Return each line of the records below that contains the word "door".

*** SOURCE DATA Section Begins ***

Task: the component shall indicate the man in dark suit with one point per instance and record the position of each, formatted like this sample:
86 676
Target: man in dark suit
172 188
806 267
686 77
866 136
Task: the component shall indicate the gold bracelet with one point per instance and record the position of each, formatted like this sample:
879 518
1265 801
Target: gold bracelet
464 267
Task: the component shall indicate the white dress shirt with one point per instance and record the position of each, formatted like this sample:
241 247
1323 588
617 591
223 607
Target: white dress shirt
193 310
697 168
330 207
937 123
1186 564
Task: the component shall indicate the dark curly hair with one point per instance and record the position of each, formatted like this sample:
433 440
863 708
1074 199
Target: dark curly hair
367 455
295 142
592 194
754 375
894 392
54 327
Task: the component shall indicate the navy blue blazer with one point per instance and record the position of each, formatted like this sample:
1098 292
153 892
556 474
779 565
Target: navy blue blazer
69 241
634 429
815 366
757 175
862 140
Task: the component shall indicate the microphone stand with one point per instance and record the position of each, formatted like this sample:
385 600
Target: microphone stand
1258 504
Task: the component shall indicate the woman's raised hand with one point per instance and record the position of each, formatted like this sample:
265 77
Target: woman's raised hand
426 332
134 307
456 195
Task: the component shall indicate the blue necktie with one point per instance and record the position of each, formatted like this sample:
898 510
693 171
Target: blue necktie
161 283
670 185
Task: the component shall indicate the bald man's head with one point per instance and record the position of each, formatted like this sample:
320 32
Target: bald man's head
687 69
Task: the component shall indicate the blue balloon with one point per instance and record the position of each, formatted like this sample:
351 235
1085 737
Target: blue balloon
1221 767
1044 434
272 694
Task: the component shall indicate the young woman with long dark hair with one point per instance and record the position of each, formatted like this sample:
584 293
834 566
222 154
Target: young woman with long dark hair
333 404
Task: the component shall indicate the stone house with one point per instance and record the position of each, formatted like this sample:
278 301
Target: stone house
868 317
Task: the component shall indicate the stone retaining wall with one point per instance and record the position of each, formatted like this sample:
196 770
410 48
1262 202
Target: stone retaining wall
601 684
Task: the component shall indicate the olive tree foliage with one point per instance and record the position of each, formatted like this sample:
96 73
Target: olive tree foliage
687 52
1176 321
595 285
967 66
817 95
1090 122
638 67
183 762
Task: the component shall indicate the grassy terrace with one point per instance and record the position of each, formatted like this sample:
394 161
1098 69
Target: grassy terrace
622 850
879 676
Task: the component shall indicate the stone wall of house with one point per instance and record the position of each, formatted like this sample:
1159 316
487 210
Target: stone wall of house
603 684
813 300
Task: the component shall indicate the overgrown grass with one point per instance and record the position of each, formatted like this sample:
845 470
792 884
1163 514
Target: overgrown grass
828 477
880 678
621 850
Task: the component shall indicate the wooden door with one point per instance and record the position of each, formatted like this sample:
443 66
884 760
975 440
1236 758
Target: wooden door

*** SOURCE DATA Section Ends ***

#### FINISHED EXERCISE
Task: the component shall indicate the wooden door with one point per instance and record the position of each, formatted like this sample:
Target: wooden door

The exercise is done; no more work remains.